RECORDED DATA:
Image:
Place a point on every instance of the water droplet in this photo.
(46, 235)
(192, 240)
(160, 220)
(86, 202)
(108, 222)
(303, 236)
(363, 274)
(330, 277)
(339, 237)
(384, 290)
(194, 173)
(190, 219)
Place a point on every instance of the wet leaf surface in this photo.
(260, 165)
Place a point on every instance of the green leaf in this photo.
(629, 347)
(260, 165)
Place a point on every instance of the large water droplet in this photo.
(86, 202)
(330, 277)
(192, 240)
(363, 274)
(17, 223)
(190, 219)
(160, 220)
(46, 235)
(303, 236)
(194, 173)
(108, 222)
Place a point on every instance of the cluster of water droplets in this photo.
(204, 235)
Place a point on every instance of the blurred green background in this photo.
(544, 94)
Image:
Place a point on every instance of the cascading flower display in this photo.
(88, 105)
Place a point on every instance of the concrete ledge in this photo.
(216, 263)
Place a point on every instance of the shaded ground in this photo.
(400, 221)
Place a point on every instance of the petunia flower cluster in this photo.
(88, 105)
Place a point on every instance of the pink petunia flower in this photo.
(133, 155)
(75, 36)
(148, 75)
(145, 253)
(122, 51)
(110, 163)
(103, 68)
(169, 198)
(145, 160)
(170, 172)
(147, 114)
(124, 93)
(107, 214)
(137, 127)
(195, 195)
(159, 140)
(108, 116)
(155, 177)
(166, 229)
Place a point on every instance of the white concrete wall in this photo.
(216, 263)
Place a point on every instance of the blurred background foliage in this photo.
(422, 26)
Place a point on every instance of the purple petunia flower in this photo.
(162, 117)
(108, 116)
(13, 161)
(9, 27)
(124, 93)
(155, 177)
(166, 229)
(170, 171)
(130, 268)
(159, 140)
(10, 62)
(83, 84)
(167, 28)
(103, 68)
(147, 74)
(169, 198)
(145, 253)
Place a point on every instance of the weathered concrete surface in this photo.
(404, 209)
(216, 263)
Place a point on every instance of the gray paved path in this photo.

WHAT NEEDS TO BE DONE: Every record should be output precisely as it was given.

RESPONSE TO THE TASK:
Image:
Place a point on every instance of the water droplet in this photo.
(46, 235)
(192, 240)
(160, 220)
(86, 202)
(108, 222)
(303, 236)
(363, 274)
(330, 277)
(339, 237)
(384, 290)
(194, 173)
(190, 219)
Place a point on every instance of the wet leaf surface in this photo.
(260, 165)
Place a point on every instance of the green leaf in this photo.
(629, 347)
(260, 165)
Place a point on every instance of the large water droplet in this photo.
(86, 202)
(330, 277)
(192, 240)
(363, 274)
(17, 223)
(190, 219)
(160, 220)
(46, 235)
(303, 236)
(194, 173)
(108, 222)
Place a point on every instance of the cluster of water droplets in this photo.
(204, 235)
Place a point on every instance of the blurred green background in this photo.
(544, 94)
Image:
Place a point on every instance of the cascading flower display in this photo.
(88, 105)
Place a point on every instance of the concrete ledge in this photo.
(216, 263)
Place a point on every instance of the shaded ground in this photo.
(400, 221)
Place a point on every instance of the petunia flower cluster in this photo.
(88, 105)
Place a point on every instance of the pink petunia flower in this photo.
(133, 155)
(75, 36)
(148, 75)
(145, 253)
(122, 51)
(110, 163)
(103, 68)
(169, 198)
(145, 160)
(170, 172)
(147, 114)
(124, 93)
(107, 214)
(137, 127)
(195, 195)
(159, 140)
(108, 116)
(155, 177)
(166, 229)
Place a point on every instance of the white concrete wall in this photo.
(216, 263)
Place a point on every instance of the blurred background foliage in this photo.
(422, 26)
Place a point on every instance of the purple petunia flower in this photo.
(162, 117)
(108, 116)
(13, 161)
(9, 27)
(124, 93)
(155, 177)
(166, 229)
(170, 171)
(130, 268)
(159, 140)
(10, 62)
(83, 84)
(167, 28)
(103, 68)
(147, 74)
(169, 198)
(145, 253)
Place a point on every instance of the weathered concrete surface in this photo.
(404, 209)
(216, 263)
Place a point on every instance of the gray paved path in this photo.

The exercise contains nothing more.